Look for the word "outline" in the records, and copy each line where it appears.

DATA SUPPLIED START

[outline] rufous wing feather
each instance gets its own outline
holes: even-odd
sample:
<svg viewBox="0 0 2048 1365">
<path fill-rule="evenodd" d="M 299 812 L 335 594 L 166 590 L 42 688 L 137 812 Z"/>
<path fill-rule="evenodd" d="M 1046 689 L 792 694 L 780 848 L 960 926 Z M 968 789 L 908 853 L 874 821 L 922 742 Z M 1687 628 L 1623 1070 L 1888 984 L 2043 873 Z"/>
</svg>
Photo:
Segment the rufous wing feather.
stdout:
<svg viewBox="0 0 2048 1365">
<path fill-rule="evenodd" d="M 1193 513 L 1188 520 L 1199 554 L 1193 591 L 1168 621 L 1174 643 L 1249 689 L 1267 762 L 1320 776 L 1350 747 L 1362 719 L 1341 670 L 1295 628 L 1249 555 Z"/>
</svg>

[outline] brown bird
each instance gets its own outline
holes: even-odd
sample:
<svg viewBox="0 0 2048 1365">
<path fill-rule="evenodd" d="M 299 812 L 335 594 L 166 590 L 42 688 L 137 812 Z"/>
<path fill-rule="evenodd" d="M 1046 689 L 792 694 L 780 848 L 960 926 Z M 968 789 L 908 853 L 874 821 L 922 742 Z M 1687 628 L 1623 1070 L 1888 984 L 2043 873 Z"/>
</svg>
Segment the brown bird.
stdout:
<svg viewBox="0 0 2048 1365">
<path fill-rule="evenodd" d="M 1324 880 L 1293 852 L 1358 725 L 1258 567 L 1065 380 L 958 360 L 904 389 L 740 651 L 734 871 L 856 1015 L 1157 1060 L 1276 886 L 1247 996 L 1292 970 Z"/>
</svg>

DATA SUPPLIED END

_EXERCISE RESULT_:
[outline] rufous wing feather
each instance gets its own outline
[outline] brown bird
each instance gets its own outline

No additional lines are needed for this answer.